**GIVEN TASK:** Reproduce the listing, substituting "bush" for "tree" and leaving everything else unchanged.

**EXERCISE INPUTS:**
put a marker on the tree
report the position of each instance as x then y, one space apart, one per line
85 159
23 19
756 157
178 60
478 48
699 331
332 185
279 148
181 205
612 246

**SOLUTION BELOW:**
put a marker on the bush
report the position of each instance as x then y, one space apart, one per line
85 159
23 19
756 157
178 60
478 48
699 331
332 185
279 148
181 205
612 246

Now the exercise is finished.